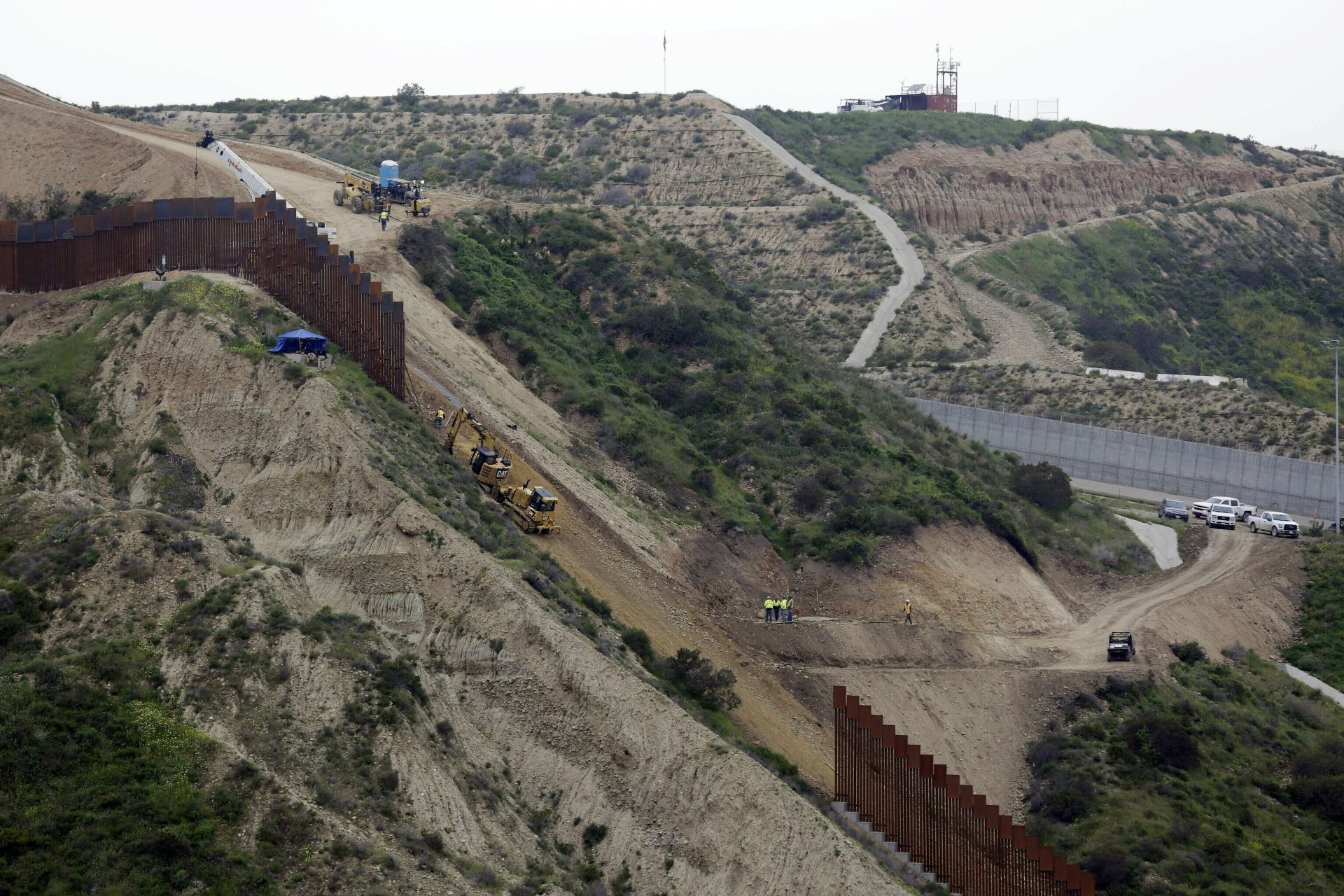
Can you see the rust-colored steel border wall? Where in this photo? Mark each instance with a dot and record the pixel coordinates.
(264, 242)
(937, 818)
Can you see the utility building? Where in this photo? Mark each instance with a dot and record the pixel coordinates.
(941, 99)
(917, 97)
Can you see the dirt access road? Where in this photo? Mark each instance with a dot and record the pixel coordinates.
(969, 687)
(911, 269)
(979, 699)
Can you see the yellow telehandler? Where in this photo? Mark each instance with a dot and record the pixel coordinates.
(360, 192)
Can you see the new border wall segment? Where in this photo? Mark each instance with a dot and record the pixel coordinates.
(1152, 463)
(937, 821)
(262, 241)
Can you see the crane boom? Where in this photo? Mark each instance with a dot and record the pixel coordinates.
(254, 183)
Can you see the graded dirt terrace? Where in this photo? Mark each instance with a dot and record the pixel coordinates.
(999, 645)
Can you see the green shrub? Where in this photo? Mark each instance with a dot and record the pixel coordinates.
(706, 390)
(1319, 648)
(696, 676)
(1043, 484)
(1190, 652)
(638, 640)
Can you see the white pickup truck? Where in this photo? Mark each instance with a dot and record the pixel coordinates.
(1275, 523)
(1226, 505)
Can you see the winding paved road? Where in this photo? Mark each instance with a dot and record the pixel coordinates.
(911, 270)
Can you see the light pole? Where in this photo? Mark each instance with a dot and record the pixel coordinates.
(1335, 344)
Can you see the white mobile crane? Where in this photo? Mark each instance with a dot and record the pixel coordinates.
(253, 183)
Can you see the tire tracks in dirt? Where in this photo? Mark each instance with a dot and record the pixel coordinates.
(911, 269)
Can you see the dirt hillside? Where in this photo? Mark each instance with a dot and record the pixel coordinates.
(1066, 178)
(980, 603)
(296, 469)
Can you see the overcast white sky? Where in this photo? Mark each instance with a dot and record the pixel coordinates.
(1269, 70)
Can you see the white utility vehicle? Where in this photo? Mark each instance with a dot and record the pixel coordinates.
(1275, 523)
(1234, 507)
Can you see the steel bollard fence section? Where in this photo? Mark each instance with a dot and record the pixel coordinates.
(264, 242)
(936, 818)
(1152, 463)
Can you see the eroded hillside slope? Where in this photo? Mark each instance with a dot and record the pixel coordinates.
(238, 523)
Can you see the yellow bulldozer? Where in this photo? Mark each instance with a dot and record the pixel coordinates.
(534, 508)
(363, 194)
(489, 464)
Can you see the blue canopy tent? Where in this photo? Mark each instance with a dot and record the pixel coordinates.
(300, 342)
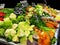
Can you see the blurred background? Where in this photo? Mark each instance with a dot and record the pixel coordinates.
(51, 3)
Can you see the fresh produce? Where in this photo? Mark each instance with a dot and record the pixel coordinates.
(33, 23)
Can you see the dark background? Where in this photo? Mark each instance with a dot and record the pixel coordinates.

※

**What you are asked to do:**
Can you turn every entry above into a numbered list with one item per line, skipping any blank lines and leaving out the pictures?

**Written solution:**
1. Can you see the rust-colored steel border wall? Where in this photo? Mark each instance with a dot and record the pixel coordinates.
2. (264, 242)
3. (937, 818)
4. Can you see the utility building? Where in this photo? Mark each instance with a dot and record the pixel coordinates.
5. (941, 99)
6. (917, 97)
7. Can you see the dirt access road? Where in this photo? Mark each instance with a dot and record the pixel coordinates.
8. (969, 687)
9. (911, 269)
10. (979, 699)
11. Can you see the yellow telehandler? Where in this photo? Mark each instance with a dot and record the pixel coordinates.
12. (360, 192)
13. Can you see the new border wall segment? Where in this photo? Mark each instance with a dot and record the pixel coordinates.
14. (1152, 463)
15. (937, 821)
16. (262, 241)
17. Can you see the crane boom? Where in this photo? Mark each instance with a dot and record the pixel coordinates.
18. (254, 183)
19. Can you see the graded dirt terrace? Where in this photo? Mark each instance with a dot and record the pixel coordinates.
20. (999, 645)
21. Can you see the green shrub? Where in this photo? Mark each instance with a dot and record the pixel coordinates.
22. (706, 390)
23. (1319, 648)
24. (696, 676)
25. (1043, 484)
26. (1190, 652)
27. (638, 640)
28. Can you see the white pickup truck? Where in this photo? Mark each instance with a dot and record the pixel coordinates.
29. (1275, 523)
30. (1226, 505)
31. Can you see the winding paved road? Where in this photo? Mark each instance with a dot and record the pixel coordinates.
32. (911, 270)
33. Can you see the light pole? Where in this photo? Mark each instance with a dot and record the pixel coordinates.
34. (1335, 344)
35. Can you see the white mobile crane? Where in this photo? Mark each instance with a dot and record the pixel coordinates.
36. (253, 183)
37. Can you see the tire tracks in dirt? Where in this photo? Mark each instance with a dot and record the pixel coordinates.
38. (911, 269)
39. Can you see the dirt hillside? Where in this photo? Mark each instance with a dot and record the pixel coordinates.
40. (1066, 178)
41. (980, 603)
42. (296, 469)
43. Can you see the overcast white sky? Where in this photo? Mark each instance with a dot and record the pixel coordinates.
44. (1269, 70)
45. Can you see the white utility vehicle? Where in this photo? Mark each instance with a dot and record the pixel coordinates.
46. (1275, 523)
47. (1234, 507)
48. Can you see the steel bollard fence section? Where in this photo? Mark each instance with a dot and record the pixel coordinates.
49. (264, 242)
50. (936, 818)
51. (1152, 463)
52. Can you see the eroded hillside slope? Where in this photo? Mark each instance with a dot and record the pixel coordinates.
53. (238, 523)
54. Can you see the yellow bulldozer? Where in this photo? Mark each instance with a dot and record the pixel coordinates.
55. (534, 508)
56. (363, 194)
57. (489, 464)
58. Can you see the blue canopy tent? Where in this photo? Mark each instance with a dot and record the pixel coordinates.
59. (300, 342)
60. Can you see the blurred background? Where in this photo? Mark each instance with a dot and record the pixel coordinates.
61. (51, 3)
62. Can you see the fresh produce? Where in this photo? Mark each instance with a dot and record the pixel coordinates.
63. (33, 23)
64. Can you see the dark background? Where in this photo? Mark each instance with a dot and record the pixel coordinates.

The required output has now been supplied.